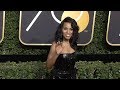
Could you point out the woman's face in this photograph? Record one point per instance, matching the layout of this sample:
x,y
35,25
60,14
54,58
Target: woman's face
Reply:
x,y
67,31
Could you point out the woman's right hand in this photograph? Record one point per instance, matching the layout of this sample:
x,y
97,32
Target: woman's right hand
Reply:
x,y
59,47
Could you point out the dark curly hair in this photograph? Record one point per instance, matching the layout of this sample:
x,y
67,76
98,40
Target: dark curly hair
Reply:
x,y
74,38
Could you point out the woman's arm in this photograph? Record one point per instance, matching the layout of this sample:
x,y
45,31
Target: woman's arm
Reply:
x,y
52,56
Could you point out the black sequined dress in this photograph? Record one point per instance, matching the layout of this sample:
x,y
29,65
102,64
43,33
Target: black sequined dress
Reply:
x,y
64,67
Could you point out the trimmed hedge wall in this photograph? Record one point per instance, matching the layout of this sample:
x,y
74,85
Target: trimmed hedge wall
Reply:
x,y
37,70
11,44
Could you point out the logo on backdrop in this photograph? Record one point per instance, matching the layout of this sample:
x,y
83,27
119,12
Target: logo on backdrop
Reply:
x,y
39,27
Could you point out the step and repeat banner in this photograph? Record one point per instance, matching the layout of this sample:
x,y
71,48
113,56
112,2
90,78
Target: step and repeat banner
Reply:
x,y
39,27
2,23
113,28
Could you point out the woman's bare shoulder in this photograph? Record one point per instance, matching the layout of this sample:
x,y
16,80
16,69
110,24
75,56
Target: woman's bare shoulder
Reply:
x,y
53,43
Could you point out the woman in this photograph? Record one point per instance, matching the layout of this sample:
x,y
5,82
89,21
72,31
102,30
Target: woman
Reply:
x,y
61,58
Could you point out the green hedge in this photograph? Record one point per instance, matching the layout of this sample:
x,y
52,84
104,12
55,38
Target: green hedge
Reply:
x,y
11,44
37,70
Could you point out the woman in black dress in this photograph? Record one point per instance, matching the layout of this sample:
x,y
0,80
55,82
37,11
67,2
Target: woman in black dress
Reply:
x,y
61,58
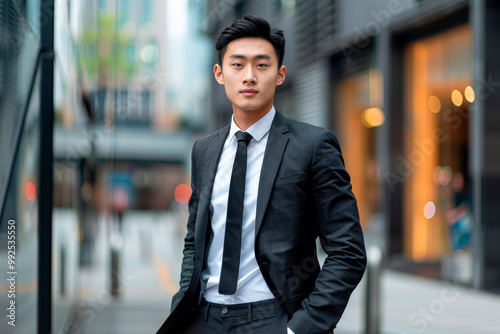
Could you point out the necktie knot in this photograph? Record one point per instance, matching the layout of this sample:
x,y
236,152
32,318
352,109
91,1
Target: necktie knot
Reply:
++++++++++++++++++++
*Work to be completed*
Set out as a numbered list the lines of the entries, starting with the line that contains "Could you point out the woman in black" and going on through the last line of the entries, with blank lines and pictures left out.

*Full response*
1. Could you point out the woman in black dress in this photograph? Record one point per instance, matching the layout of this sample:
2. x,y
3. 0,80
4. 55,82
5. 37,11
6. 67,2
7. Target: woman in black dress
8. Reply:
9. x,y
10. 61,58
11. Could you point out the necktie knot in this photograph? Record one point per instance, matching the layout of this sample:
12. x,y
13. 236,152
14. 32,318
15. 352,109
16. 91,1
17. Target: necktie knot
18. Reply:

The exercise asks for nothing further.